TO BE DONE:
(a) List every calendar year written as a four-digit number in the WestJet forum thread, in the order each first appears.
(b) Copy word for word everything from "I suppose it's" down to "to $850 million." in the WestJet forum thread.

GIVEN PASSAGE:
Why would you say WestJet had to reduce maintenance capex? First, their non-aircraft addition capex increased $18 million in 2015. Second, the aviation industry is heavily regulated, they don't get to choose when they do their maintenance capex. Their airplanes need to pass regular inspections, and items like engine overhauls need to be completed based on hours of usage. They have very little leeway in these matters.



> I'm just trying to play devil's advocate on the over-reliance of metrics using BV and earnings--but maybe the market is already playing that role.


I don't view any single metric in isolation as a reason to invest in a company, but in the case of WestJet I can't find a metric that would imply they are in any way overvalued. They have 2/3 of their market cap in cash! It's insane.


----------



## Ethan

atrp2biz said:


> It would raise my eyebrow if capex to maintain the existing level of business is only 25% of PPE depreciation. Assuming today's dollars are equal to yesterday's dollars, you would think that they would be more or less the same. The fact you need more of today's dollars to get the same widget from yesterday's dollars further questions the sustainability of such low maintenance capex.


Not trying to be a dick, I just enjoy these kinds of discussions.

I don't think much should be derived from the relationship between depreciation and capex. If WestJet were to upgrade their fleet, their maintenance capex would go down (new assets require less maintenance), and their depreciation would go up. If however they decided to fly their existing fleet for longer, maintenance capex would increase (older assets require more maintenance) and depreciation would be lower than if they were replaced (because the existing planes have a lower capital cost, and some of their older planes would be approaching $0 book value at which point there would be no more depreciation).

I suppose it's a moot point because WestJet has committed to upgrading much of their fleet. They currently have 114 Boeing 737's, they plan on buying 6 more in the next year to bring them to 120. Starting in September 2017, they will replace 65 of their 737's with the new model (737 MAX). WestJet currently has 25 Q400's, they've committed to adding 11 in the following 2 years. Management forecast 2016 capex to be $830 million to $850 million.

WestJet also has options to purchase 10 more 737 MAX and 9 more 400's, but I doubt those options will be exercised. As it is they are trying to defer some of their purchases. Boeing is willing to accomodate them but Bombardier is not.


----------



## atrp2biz

Ethan said:


> Today's dollars are not equal to yesterday's dollars, especially when it comes to amortization. WestJet amortizes their planes (other than landing gear and engines) over a 15-20 year period. The cost to buy a 737 in 1996 was significantly less than the costs to buy a 737 today, the consumer price index alone has increased 42% in that 20 year period. Depreciation is in yesterday's dollars; it should require more cash to get the same level of capital today.


Aren't we saying the same thing?





Ethan said:


> Why would you say WestJet had to reduce maintenance capex? First, their non-aircraft addition capex increased $18 million in 2015. Second, the aviation industry is heavily regulated, they don't get to choose when they do their maintenance capex. Their airplanes need to pass regular inspections, and items like engine overhauls need to be completed based on hours of usage. They have very little leeway in these matters.

RAW DATA:
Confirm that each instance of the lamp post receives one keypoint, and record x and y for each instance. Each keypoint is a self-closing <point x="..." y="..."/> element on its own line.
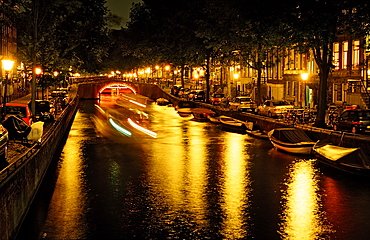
<point x="304" y="77"/>
<point x="7" y="66"/>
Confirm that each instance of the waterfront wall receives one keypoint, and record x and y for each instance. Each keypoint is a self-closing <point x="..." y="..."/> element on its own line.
<point x="20" y="181"/>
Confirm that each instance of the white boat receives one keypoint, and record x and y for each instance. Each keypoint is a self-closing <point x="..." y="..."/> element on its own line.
<point x="348" y="159"/>
<point x="184" y="108"/>
<point x="233" y="124"/>
<point x="291" y="140"/>
<point x="201" y="114"/>
<point x="162" y="101"/>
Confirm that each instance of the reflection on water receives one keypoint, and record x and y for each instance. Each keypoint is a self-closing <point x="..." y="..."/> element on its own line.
<point x="302" y="216"/>
<point x="69" y="198"/>
<point x="193" y="181"/>
<point x="236" y="188"/>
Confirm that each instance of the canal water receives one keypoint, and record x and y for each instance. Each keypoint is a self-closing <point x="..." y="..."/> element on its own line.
<point x="132" y="172"/>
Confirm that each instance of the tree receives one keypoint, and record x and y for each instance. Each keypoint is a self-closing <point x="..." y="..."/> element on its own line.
<point x="316" y="25"/>
<point x="58" y="34"/>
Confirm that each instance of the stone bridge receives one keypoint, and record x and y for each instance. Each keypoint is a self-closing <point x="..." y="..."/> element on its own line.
<point x="91" y="88"/>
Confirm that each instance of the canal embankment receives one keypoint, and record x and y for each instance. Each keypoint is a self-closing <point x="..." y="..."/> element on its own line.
<point x="20" y="180"/>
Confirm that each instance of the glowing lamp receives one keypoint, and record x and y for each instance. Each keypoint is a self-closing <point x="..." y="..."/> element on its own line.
<point x="304" y="76"/>
<point x="7" y="64"/>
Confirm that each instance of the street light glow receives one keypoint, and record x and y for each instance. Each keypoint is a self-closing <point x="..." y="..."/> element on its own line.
<point x="7" y="64"/>
<point x="38" y="71"/>
<point x="304" y="76"/>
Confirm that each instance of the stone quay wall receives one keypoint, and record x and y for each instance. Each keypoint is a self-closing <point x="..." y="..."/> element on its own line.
<point x="19" y="182"/>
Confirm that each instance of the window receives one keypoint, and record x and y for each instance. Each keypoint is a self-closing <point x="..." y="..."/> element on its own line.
<point x="345" y="55"/>
<point x="336" y="56"/>
<point x="356" y="54"/>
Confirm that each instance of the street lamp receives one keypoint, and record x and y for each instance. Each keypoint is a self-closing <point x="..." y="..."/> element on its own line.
<point x="7" y="66"/>
<point x="304" y="77"/>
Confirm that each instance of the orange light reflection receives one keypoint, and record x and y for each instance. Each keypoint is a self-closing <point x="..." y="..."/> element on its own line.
<point x="236" y="188"/>
<point x="302" y="216"/>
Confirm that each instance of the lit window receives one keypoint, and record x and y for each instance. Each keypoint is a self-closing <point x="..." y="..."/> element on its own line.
<point x="336" y="56"/>
<point x="345" y="55"/>
<point x="356" y="54"/>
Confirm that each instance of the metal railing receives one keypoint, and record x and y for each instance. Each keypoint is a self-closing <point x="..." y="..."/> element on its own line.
<point x="52" y="136"/>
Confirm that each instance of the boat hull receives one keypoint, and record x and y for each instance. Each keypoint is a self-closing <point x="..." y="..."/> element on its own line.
<point x="232" y="124"/>
<point x="291" y="140"/>
<point x="298" y="148"/>
<point x="346" y="159"/>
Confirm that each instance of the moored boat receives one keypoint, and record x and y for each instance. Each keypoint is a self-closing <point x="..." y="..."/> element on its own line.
<point x="258" y="134"/>
<point x="347" y="159"/>
<point x="184" y="108"/>
<point x="233" y="124"/>
<point x="291" y="140"/>
<point x="201" y="114"/>
<point x="162" y="101"/>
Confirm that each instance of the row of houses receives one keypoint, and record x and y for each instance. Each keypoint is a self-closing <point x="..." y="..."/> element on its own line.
<point x="291" y="75"/>
<point x="294" y="76"/>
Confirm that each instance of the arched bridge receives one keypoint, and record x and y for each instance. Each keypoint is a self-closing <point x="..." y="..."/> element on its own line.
<point x="91" y="87"/>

ANSWERS FOR THIS EXERCISE:
(a) 2015, 2017, 2016, 1996

(b)
I suppose it's a moot point because WestJet has committed to upgrading much of their fleet. They currently have 114 Boeing 737's, they plan on buying 6 more in the next year to bring them to 120. Starting in September 2017, they will replace 65 of their 737's with the new model (737 MAX). WestJet currently has 25 Q400's, they've committed to adding 11 in the following 2 years. Management forecast 2016 capex to be $830 million to $850 million.